> WRITTEN TASK
Can you retype the listing below exactly, starting at its first line and ending at the line that contains "negative clicks: (734, 254) (761, 297)", with both of those lines included?

[Stored data]
--
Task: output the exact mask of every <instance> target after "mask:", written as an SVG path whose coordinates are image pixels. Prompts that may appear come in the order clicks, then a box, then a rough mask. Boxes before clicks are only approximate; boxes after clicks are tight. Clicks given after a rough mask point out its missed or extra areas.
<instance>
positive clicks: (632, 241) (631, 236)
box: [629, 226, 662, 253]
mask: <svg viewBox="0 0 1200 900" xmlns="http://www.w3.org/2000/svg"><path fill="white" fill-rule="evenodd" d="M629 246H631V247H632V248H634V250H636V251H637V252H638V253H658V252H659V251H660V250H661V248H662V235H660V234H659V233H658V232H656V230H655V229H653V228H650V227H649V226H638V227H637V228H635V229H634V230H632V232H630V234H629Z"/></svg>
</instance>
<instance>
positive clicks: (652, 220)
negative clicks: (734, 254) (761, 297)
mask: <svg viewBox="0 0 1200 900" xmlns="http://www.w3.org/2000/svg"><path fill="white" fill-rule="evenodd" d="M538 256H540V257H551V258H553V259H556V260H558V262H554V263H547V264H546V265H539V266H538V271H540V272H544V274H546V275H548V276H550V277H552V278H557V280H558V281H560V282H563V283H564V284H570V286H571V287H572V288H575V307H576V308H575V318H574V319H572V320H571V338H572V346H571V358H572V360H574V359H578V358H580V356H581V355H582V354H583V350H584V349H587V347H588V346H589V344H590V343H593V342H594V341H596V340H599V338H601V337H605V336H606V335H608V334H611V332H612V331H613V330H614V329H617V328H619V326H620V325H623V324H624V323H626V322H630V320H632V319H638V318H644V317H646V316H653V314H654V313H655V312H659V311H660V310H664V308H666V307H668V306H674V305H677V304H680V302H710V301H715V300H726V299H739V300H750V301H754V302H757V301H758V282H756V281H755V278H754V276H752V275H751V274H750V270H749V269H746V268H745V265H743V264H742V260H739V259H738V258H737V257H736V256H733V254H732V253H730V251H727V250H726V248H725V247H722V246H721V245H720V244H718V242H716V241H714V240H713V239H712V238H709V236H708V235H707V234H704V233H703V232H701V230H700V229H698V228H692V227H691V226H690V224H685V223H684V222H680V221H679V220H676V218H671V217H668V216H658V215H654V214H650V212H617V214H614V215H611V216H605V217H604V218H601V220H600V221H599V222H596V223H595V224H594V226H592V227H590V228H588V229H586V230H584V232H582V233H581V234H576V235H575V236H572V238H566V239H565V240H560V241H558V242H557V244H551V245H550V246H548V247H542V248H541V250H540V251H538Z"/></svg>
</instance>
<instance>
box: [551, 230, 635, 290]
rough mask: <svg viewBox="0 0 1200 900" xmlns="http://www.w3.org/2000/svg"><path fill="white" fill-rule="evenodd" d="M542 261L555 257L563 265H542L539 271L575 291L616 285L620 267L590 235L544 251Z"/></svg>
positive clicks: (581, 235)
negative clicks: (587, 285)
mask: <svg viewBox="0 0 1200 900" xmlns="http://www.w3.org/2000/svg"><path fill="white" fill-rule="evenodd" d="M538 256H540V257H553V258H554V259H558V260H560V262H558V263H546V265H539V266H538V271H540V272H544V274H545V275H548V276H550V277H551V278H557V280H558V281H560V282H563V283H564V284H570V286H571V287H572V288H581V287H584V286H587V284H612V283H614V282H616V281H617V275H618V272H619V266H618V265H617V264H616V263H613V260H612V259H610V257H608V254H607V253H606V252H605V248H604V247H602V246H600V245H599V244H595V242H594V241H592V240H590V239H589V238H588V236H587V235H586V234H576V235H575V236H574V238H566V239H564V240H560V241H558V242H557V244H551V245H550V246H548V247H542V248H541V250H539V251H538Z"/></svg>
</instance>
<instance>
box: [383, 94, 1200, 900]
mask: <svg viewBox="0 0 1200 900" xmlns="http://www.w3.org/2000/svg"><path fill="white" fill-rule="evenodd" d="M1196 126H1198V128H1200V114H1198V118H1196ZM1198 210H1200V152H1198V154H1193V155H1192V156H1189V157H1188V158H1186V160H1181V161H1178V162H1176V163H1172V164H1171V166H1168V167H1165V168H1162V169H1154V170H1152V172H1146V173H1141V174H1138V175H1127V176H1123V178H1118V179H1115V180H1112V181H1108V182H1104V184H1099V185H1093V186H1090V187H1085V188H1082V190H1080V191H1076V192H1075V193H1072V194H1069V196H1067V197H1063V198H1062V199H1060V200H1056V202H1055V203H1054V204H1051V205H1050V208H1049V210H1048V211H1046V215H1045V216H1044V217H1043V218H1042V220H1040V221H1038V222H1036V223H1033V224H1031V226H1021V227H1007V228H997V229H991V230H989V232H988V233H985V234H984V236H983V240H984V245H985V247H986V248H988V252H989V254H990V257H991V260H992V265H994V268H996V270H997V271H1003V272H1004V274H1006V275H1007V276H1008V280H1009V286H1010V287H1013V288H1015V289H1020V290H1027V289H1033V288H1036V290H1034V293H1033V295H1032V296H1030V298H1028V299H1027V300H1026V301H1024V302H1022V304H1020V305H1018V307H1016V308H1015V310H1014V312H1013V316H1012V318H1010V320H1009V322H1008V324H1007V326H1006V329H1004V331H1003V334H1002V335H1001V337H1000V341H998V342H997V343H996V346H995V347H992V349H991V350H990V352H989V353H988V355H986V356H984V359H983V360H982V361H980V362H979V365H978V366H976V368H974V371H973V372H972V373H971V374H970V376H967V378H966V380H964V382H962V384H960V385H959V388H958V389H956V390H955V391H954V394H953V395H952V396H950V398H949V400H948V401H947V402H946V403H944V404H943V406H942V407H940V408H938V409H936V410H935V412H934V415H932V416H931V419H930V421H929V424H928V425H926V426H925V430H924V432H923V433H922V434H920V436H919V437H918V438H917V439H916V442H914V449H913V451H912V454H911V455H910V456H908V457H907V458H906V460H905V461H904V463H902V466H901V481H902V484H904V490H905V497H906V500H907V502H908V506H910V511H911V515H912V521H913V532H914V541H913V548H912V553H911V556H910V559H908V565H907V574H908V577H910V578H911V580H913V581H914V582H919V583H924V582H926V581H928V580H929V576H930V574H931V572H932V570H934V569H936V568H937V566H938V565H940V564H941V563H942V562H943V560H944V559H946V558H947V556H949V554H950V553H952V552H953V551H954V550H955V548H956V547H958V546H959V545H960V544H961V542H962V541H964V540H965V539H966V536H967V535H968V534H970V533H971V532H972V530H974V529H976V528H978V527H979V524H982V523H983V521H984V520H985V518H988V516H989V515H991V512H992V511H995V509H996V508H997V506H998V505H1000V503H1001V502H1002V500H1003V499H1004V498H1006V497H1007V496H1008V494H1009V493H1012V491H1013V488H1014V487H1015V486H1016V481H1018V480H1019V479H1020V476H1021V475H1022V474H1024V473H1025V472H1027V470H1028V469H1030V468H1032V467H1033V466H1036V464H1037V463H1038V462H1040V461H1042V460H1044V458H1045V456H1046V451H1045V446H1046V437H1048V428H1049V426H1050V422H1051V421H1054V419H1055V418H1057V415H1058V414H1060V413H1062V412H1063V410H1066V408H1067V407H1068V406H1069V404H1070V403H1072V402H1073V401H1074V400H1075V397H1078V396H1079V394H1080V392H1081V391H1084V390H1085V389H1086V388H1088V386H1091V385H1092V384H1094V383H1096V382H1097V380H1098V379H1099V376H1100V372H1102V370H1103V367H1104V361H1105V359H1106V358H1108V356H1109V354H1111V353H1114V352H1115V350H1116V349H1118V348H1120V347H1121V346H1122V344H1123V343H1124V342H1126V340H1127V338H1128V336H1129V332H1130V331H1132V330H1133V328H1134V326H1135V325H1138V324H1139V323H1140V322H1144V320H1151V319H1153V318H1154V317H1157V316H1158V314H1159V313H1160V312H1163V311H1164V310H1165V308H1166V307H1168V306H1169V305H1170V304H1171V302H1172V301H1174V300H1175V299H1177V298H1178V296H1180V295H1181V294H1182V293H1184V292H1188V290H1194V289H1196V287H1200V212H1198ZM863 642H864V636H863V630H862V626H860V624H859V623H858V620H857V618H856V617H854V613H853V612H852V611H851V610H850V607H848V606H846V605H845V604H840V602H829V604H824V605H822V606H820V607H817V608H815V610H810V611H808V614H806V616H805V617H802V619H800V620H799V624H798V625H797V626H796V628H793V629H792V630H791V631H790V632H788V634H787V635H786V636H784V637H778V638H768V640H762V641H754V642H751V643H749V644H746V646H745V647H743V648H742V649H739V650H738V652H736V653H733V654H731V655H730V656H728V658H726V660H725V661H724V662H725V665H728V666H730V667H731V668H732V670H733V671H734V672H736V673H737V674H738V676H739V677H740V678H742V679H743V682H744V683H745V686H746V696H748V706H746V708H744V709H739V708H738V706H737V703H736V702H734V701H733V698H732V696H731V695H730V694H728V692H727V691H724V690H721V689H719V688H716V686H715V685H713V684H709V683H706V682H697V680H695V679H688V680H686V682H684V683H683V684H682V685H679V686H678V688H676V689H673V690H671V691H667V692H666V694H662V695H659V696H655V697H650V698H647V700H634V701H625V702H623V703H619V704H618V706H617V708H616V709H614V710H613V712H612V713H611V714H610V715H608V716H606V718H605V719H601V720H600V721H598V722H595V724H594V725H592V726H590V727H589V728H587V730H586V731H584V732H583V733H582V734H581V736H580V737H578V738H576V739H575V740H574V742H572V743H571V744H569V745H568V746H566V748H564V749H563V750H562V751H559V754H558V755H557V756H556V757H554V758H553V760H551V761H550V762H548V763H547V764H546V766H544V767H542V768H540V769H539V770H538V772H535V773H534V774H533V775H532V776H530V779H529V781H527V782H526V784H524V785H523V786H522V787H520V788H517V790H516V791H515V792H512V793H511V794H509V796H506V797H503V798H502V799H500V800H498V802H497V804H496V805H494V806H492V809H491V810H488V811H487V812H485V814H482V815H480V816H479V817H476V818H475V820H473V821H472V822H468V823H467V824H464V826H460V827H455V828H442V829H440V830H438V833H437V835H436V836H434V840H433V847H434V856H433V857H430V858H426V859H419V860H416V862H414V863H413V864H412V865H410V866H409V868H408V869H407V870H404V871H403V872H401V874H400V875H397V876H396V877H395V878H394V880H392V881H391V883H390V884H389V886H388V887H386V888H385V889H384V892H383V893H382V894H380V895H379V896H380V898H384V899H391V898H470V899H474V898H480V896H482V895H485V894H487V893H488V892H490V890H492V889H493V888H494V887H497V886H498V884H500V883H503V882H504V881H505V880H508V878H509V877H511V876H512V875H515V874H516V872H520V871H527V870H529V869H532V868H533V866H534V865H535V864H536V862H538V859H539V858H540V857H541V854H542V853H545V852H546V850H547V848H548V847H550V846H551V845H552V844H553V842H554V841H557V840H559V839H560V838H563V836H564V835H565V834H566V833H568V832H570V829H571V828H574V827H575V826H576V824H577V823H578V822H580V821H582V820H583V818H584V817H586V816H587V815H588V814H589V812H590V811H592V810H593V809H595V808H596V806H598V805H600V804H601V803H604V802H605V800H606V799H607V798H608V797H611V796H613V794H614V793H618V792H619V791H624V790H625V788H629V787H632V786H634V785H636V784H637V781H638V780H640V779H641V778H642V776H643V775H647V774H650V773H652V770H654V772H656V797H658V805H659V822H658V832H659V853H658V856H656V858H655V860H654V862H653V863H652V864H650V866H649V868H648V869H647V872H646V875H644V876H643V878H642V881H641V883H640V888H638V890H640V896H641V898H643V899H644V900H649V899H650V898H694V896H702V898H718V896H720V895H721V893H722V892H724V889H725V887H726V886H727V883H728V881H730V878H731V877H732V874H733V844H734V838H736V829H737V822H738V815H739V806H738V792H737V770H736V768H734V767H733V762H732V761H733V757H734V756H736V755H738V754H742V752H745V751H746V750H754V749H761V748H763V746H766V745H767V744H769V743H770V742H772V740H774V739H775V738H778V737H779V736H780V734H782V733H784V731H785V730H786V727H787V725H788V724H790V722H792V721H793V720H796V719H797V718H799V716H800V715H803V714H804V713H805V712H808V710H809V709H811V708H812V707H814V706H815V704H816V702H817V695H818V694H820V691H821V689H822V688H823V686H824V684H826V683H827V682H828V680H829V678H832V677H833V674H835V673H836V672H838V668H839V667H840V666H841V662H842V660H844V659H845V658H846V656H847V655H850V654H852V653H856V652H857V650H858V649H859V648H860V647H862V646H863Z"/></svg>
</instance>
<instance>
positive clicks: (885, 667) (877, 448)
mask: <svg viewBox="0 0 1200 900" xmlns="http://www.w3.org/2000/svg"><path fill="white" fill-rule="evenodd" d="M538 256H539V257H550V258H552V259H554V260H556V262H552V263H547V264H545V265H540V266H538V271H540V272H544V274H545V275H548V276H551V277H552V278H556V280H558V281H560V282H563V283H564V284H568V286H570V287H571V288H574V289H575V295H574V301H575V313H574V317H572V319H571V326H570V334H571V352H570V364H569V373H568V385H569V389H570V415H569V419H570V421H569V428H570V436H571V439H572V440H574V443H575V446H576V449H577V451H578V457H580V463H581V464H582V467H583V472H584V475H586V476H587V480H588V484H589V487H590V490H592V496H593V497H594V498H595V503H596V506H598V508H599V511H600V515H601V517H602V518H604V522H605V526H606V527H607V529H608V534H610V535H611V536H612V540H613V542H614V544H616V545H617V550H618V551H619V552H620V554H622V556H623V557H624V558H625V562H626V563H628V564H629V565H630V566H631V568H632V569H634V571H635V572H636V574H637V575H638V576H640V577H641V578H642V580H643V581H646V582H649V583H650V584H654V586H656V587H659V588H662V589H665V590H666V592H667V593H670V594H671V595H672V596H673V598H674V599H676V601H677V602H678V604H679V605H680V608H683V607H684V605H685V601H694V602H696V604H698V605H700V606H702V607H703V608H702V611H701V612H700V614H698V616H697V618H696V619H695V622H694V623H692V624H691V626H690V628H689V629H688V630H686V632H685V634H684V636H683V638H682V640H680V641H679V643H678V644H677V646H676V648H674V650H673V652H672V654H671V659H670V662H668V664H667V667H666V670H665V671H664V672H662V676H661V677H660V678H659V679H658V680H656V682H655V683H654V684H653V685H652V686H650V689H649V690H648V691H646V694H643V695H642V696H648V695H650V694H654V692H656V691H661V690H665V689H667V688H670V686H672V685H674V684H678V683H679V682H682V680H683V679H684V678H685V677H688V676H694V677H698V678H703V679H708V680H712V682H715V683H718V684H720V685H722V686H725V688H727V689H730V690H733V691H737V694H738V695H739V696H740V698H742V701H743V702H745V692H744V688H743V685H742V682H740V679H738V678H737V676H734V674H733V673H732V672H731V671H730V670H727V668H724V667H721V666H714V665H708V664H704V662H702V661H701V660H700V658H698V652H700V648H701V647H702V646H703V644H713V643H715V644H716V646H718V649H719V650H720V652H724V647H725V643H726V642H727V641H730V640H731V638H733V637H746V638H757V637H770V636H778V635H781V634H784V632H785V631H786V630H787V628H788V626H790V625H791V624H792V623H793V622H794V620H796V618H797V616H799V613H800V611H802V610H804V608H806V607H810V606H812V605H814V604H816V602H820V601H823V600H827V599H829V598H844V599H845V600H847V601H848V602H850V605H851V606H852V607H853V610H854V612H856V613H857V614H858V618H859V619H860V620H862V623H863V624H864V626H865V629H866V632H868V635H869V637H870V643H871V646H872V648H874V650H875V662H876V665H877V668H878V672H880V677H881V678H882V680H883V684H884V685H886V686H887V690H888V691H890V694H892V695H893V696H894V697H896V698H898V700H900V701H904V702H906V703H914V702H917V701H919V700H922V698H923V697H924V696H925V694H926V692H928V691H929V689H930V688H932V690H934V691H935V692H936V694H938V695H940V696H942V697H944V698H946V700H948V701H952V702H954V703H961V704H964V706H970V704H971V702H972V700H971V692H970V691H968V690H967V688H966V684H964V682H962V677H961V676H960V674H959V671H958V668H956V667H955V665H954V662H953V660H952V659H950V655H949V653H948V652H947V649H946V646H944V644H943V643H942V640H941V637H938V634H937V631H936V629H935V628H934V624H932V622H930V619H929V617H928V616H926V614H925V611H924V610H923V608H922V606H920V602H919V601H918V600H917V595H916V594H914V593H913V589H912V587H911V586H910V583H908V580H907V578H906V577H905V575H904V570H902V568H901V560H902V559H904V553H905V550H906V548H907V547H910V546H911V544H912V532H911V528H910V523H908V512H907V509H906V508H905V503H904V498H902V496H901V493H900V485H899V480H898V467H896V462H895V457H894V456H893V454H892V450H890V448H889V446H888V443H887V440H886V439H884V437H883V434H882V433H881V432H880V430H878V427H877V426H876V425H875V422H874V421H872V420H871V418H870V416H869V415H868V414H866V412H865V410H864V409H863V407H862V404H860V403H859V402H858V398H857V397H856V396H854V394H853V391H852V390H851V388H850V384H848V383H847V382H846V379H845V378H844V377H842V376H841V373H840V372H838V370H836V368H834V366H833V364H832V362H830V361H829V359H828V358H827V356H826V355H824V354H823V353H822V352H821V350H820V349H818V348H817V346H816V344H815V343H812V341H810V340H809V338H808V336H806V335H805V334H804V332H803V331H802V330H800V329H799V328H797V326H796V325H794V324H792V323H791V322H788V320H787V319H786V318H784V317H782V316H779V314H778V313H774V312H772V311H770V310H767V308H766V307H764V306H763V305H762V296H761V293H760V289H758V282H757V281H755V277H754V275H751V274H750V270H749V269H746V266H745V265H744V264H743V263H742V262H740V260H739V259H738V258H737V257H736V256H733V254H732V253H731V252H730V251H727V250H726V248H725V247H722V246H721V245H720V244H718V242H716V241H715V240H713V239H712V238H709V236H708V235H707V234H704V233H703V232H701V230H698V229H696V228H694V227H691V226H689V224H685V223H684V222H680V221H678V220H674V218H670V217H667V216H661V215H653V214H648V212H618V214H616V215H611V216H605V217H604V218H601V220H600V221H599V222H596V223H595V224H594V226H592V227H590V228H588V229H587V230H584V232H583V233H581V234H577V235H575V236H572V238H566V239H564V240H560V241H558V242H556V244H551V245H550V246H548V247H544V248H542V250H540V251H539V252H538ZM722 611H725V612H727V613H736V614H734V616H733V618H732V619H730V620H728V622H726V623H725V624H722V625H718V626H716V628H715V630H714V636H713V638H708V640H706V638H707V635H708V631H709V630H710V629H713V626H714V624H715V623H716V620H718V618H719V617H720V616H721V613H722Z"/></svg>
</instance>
--
> REPLY
Task: output the exact mask of every <instance> target after "mask:", written as an SVG path whose coordinates are image pixels. Prompts that may appear come in the order clicks, then a box, then a rough mask. Boxes before clicks are only approximate; boxes after clicks are tight. Clicks given after a rough mask point out its missed or extra areas.
<instance>
positive clicks: (632, 241) (631, 236)
box: [629, 226, 662, 253]
mask: <svg viewBox="0 0 1200 900" xmlns="http://www.w3.org/2000/svg"><path fill="white" fill-rule="evenodd" d="M629 246H631V247H632V248H634V250H636V251H637V252H638V253H658V252H659V251H660V250H661V248H662V235H660V234H659V233H658V232H656V230H655V229H653V228H650V227H649V226H638V227H637V228H635V229H634V230H632V232H630V234H629Z"/></svg>
</instance>
<instance>
positive clicks: (652, 220)
negative clicks: (734, 254) (761, 297)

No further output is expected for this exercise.